D’ores et déjà, le spot qui annonce avec énergie le lancement officiel de A+Bénin sur le n° 271 des bouquets Canal+ et sur les réseaux sociaux, montre les prémices d’une télé qui risque de s’écarter de sa ligne éditoriale, celle d’être le miroir du pays. En effet, c’est inadmissible, voire inacceptable qu’une chaîne nouvellement créée naisse à partir des émissions typiquement copiées d’autres chaînes avec des dénominations qui frisent la parodie, pour ne pas parler d’une tricherie grossière. Comment peut-on nous annoncer la venue d’un nouveau média (sensé être le reflet de nous-mêmes) avec des contenus qui font directement penser à la Côte d’Ivoire ou carrément à d’autres pays loin de nous? Par exemple, les programmes annoncés tels que ”On se parle cash”, qui renvoie à ”On se dit les gbê” et ”Défends tes 50.000f” qui renvoie à ”Défends tes 50.000f” de A+ Ivoire ne sont rien d’autres que des reproductions brutes des programmes des télévisions ivoiriennes. Ce mimétisme intégral, vecteur de constipation télévisuelle, présage t-il réellement d’une télé prédisposée à valoriser la destination Bénin ?

DONNÉES ENREGISTRÉES:

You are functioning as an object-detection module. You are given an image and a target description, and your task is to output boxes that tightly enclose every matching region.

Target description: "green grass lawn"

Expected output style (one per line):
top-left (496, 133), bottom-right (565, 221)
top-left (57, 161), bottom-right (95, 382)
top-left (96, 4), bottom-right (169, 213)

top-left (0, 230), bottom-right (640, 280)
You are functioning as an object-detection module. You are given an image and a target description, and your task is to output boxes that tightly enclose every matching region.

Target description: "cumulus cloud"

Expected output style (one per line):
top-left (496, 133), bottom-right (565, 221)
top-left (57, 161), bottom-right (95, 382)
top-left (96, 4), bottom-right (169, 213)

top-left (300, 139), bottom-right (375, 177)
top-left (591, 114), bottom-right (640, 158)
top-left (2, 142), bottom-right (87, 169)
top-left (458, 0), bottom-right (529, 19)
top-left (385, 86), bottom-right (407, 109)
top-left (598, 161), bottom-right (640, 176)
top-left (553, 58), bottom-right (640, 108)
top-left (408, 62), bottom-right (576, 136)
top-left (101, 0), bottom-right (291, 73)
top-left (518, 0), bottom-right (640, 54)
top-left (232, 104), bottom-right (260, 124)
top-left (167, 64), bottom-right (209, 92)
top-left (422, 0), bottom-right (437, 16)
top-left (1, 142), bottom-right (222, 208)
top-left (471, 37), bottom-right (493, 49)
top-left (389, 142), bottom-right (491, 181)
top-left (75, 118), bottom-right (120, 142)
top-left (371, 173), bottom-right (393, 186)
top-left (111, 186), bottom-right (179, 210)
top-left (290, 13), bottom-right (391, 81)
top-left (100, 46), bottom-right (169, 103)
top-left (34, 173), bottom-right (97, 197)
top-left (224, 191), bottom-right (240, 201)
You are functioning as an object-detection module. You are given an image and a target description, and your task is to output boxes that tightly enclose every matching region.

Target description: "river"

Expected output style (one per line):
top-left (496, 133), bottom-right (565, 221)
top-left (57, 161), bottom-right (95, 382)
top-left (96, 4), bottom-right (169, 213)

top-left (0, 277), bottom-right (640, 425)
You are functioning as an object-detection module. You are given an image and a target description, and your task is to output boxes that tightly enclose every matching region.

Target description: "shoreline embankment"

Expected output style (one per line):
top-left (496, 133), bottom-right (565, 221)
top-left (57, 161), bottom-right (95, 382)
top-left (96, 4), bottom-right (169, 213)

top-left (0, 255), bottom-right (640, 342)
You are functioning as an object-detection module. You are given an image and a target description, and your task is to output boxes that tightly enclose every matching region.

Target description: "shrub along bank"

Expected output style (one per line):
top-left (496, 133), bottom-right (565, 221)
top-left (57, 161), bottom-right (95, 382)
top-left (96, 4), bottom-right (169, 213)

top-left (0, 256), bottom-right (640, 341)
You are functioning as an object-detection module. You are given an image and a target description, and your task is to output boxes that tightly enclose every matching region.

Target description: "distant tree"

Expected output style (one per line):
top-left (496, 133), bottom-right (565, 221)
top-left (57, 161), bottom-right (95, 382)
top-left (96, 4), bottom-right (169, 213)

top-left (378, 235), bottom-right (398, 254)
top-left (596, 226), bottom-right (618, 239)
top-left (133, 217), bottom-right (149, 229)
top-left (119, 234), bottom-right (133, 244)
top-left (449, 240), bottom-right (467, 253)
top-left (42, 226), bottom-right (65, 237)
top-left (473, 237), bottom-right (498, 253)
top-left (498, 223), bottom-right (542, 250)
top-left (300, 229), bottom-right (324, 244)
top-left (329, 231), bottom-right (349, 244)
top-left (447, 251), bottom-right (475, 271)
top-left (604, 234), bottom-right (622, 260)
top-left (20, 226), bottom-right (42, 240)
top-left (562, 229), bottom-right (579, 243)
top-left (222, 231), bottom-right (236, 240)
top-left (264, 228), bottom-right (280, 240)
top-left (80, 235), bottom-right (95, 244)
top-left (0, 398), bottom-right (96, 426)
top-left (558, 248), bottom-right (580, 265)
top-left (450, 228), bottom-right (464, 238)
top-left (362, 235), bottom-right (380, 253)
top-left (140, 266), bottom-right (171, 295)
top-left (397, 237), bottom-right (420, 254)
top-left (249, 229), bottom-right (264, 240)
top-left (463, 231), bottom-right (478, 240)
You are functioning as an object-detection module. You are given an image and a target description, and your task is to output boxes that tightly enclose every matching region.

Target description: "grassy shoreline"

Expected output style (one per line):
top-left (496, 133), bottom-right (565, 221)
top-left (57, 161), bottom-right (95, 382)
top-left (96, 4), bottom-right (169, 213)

À FAIRE:
• 1. D'après le texte sur la chaîne A+Bénin, sur quel numéro des bouquets Canal+ son lancement officiel est-il annoncé ?
• 2. Prolongez le texte sur la chaîne A+Bénin en reprenant juste après sa dernière phrase.

RÉSULTATS ATTENDUS:
• 1. Sur le n° 271.

• 2.
Avec l’essor fulgurante des systèmes d’information et de communication numérique de plus en plus segmentés, l’impact des médias sur la construction identitaire devient un défi urgent auquel il faut attacher du prix. Dans ce contexte où chaque pays se préfère, vend sa pluralité identitaire, s’échine à hisser haut l’étendard de sa civilisation malgré les controverses d’une mondialisation ambiante, où l’acceptation de l’autre, de sa différence et sa culture se veulent rares, la vocation des médias doit être d’œuvrer à défendre les valeurs culturelle, sportive, sociétale, juvénile, ludique, gastronomique, ethnique de même que le modèle politico-économique au prisme du nationalisme pour construire leur pays d’émission à l’effet de l’imposer dans le concert des nations. Dans un monde en proie à une dynamique ultra concurrentielle où chaque pays se résout à porter ce qu’il vaut sur le marché de visibilité, il est intolérable dans un Bénin aussi riche en potentiel culturel et diversité patrimoniale de concevoir des offres médiatiques qui résultent d’un mode de vie exogène à l’existence des citoyens. De ce fait, dans une émission dénommée ”On se détend” qui passe présentement à la télévision nationale ORTB, figure une rubrique portant honteusement le nom ”On se dit les gbê” alors que cette expression du nouchi désigne une célèbre émission d’une télévision ivoirienne.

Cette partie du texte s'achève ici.